_Instruction_: Tally the lines of the records below that contain the string "shoulder" and give only that number.

_Exercise materials_:
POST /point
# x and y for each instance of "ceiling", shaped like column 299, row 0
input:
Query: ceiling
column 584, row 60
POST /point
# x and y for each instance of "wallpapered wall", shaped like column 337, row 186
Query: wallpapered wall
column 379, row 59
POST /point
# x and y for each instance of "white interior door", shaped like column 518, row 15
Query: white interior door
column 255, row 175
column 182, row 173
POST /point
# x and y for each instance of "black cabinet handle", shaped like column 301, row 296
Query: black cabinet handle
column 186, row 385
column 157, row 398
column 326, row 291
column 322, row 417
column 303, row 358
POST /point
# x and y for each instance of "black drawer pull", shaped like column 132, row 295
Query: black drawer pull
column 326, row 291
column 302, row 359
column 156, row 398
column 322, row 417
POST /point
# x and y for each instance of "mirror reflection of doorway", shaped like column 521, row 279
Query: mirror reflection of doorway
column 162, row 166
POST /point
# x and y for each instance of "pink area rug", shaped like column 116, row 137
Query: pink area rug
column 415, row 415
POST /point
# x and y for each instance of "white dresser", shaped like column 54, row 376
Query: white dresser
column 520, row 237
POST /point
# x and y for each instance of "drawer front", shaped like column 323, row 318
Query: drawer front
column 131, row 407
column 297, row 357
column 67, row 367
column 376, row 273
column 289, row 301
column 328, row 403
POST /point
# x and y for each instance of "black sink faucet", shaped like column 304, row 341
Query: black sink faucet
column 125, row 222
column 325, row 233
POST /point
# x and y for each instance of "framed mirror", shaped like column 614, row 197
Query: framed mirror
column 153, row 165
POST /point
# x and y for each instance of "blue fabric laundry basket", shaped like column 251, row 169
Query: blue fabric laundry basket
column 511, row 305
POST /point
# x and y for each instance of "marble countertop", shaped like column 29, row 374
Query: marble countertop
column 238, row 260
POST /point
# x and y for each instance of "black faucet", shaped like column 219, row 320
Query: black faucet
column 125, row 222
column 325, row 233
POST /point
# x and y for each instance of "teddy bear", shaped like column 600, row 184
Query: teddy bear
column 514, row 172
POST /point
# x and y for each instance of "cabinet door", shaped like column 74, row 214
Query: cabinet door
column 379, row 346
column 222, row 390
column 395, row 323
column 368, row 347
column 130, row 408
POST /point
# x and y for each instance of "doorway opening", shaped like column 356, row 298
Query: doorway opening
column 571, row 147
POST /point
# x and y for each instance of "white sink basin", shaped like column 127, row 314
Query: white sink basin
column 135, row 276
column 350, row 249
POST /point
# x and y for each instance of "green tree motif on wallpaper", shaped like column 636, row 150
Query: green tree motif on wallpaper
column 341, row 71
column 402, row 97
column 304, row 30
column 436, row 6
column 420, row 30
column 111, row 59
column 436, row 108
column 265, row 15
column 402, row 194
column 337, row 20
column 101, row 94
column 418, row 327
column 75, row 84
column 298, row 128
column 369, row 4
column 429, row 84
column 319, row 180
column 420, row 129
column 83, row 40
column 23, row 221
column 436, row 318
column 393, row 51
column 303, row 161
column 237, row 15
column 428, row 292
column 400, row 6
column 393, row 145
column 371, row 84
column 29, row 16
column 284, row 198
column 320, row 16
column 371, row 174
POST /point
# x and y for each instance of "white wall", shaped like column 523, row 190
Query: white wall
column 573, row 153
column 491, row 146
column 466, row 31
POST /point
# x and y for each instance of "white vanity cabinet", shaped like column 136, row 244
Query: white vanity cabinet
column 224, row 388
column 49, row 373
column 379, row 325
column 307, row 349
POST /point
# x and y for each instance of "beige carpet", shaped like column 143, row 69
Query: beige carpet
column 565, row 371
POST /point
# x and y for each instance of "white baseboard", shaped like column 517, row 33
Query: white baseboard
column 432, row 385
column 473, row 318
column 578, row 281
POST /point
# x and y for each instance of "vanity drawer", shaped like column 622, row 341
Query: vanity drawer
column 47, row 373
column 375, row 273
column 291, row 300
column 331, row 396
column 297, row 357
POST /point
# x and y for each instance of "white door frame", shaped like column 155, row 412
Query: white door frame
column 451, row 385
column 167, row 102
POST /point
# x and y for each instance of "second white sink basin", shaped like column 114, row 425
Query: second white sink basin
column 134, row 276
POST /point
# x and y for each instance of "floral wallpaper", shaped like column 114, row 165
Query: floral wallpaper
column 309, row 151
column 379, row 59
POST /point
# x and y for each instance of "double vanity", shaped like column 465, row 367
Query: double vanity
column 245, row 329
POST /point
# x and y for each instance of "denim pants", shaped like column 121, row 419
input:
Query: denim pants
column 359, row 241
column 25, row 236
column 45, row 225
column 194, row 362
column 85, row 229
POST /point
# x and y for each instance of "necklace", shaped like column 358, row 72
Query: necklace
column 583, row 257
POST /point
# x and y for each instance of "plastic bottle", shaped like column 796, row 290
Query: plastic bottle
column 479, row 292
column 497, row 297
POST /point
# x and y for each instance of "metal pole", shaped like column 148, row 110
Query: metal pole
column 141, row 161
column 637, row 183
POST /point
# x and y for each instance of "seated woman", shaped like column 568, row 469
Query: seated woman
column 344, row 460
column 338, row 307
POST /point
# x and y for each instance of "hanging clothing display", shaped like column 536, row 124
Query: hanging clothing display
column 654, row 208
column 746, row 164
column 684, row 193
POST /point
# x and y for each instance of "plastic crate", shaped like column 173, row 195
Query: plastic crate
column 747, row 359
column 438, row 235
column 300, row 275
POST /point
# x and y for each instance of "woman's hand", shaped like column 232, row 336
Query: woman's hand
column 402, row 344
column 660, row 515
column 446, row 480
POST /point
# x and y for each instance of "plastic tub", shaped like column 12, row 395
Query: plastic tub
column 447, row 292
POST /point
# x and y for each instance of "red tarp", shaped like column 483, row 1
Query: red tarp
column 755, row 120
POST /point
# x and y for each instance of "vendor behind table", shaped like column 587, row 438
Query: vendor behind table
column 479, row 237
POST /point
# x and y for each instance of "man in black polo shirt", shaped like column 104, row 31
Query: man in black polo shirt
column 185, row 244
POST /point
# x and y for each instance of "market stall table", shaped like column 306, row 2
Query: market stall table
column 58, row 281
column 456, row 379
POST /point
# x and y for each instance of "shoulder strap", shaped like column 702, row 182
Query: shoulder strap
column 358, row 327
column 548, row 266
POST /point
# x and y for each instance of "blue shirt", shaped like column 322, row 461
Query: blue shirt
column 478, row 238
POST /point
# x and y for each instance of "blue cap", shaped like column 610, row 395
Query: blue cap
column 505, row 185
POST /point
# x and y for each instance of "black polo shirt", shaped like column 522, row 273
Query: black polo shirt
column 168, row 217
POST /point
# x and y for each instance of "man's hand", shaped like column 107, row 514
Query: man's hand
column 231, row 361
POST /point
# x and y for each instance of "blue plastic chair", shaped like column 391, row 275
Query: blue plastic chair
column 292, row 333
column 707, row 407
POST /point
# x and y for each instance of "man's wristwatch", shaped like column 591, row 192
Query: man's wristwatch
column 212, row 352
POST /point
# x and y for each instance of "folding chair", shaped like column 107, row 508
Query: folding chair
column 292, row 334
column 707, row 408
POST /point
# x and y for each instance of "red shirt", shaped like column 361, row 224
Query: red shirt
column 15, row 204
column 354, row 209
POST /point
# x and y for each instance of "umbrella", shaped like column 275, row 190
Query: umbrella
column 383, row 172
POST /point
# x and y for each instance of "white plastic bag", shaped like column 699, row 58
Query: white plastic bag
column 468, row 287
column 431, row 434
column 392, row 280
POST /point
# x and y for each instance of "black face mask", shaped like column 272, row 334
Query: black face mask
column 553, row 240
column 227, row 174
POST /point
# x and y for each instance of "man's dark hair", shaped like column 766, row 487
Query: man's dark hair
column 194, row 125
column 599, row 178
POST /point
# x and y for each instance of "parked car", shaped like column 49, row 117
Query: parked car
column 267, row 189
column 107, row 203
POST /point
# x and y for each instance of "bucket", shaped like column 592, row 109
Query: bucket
...
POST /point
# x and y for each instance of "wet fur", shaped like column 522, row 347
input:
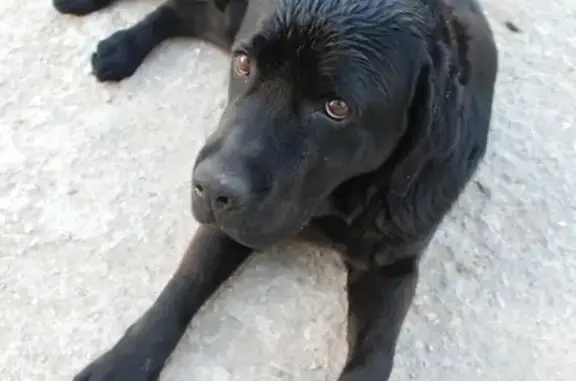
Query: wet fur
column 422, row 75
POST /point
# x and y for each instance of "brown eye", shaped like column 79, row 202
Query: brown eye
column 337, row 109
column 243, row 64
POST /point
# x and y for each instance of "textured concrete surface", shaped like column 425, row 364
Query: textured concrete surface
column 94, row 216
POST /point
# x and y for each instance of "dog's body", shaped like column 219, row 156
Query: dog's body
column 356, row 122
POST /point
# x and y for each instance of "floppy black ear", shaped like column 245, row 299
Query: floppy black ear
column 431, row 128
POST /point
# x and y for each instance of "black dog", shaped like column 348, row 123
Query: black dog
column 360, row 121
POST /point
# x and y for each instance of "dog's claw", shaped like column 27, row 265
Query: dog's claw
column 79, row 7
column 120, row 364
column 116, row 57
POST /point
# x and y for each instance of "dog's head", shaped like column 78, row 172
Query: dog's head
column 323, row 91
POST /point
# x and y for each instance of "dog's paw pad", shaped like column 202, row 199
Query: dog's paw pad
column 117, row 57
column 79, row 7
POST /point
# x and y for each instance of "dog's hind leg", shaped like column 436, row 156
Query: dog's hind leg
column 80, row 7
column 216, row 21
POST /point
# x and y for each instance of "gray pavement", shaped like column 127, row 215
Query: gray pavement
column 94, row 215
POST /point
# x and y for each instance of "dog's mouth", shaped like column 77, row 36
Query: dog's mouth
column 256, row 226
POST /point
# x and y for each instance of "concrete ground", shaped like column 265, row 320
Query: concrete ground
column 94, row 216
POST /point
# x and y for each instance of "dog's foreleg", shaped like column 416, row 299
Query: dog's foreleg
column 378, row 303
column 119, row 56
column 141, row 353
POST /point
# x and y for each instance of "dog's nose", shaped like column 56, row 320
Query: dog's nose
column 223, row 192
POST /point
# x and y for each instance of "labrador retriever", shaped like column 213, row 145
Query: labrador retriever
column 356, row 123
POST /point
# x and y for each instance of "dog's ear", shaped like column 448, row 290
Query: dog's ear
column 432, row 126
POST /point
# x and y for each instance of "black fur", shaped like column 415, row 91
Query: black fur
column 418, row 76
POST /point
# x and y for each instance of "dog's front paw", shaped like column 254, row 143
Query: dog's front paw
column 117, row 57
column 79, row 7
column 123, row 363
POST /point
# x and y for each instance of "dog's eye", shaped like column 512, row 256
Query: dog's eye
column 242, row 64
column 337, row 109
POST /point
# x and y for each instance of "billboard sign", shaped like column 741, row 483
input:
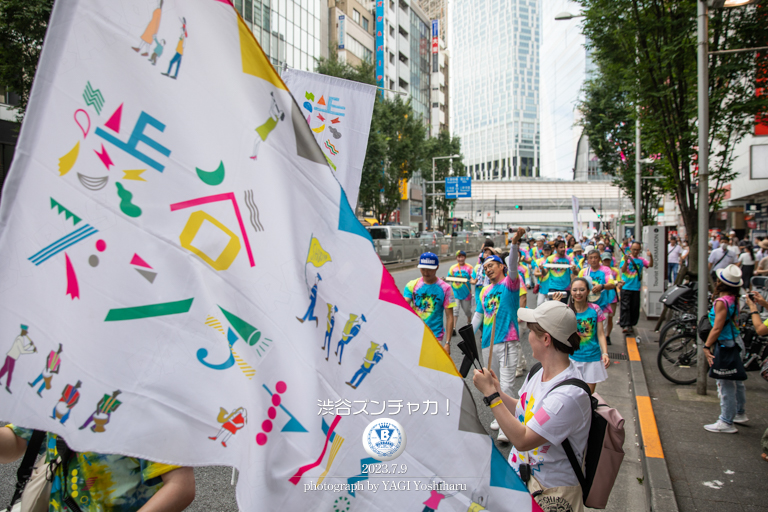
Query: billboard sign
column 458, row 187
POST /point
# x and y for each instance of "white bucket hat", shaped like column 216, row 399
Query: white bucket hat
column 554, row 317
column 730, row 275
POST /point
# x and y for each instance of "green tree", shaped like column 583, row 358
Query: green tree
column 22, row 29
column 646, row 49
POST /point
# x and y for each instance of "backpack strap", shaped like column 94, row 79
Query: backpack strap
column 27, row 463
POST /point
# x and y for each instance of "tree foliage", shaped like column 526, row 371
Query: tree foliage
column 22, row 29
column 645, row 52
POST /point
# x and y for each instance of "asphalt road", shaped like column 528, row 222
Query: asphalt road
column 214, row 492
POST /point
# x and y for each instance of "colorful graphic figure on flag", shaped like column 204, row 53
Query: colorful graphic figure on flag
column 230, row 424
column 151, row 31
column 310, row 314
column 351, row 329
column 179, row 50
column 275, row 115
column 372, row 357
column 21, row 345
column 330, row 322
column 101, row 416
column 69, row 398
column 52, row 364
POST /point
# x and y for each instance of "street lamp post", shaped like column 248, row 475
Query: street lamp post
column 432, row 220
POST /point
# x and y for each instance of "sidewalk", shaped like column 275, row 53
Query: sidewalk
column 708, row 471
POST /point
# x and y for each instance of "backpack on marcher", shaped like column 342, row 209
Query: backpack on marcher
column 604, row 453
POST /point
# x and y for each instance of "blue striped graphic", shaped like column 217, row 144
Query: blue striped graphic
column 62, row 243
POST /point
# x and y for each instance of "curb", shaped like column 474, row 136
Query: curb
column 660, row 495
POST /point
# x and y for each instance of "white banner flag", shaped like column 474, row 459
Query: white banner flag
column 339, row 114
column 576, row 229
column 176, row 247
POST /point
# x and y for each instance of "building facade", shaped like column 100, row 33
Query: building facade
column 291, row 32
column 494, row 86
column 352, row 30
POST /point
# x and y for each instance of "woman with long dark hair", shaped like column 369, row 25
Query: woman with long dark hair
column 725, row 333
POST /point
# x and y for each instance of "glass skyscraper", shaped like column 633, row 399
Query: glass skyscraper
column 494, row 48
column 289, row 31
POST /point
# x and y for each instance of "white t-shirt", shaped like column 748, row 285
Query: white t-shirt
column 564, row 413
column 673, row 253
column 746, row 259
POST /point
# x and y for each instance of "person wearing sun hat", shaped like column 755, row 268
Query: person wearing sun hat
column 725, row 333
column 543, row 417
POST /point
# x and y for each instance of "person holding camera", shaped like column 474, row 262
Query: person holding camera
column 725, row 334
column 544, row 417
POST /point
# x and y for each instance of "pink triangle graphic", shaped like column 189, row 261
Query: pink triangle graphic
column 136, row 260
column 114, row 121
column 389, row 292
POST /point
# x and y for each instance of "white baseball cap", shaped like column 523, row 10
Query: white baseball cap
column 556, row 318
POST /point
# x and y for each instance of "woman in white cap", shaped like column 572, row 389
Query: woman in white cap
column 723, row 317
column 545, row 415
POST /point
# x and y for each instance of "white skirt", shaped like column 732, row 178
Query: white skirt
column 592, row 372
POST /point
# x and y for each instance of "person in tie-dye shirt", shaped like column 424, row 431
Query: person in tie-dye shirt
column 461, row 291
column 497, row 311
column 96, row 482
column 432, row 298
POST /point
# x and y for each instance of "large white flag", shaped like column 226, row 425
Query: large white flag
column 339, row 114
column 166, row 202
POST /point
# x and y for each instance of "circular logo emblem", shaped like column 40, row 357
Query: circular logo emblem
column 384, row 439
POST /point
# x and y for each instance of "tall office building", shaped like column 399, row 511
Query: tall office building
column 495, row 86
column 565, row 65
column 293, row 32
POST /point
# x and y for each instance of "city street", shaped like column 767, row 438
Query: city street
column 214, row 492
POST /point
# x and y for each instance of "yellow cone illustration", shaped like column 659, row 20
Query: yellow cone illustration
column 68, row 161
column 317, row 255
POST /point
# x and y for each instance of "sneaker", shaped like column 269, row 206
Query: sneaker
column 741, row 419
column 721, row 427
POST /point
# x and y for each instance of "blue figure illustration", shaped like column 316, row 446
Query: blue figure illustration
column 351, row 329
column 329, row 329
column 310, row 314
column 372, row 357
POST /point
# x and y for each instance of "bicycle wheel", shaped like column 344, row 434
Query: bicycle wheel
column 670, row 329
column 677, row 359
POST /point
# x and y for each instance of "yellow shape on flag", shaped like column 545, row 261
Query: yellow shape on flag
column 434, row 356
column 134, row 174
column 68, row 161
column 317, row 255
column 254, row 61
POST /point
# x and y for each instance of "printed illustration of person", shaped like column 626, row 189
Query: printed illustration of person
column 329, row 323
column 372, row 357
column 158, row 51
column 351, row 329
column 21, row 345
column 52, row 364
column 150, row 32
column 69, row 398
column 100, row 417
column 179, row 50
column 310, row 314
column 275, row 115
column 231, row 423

_Solution_: 2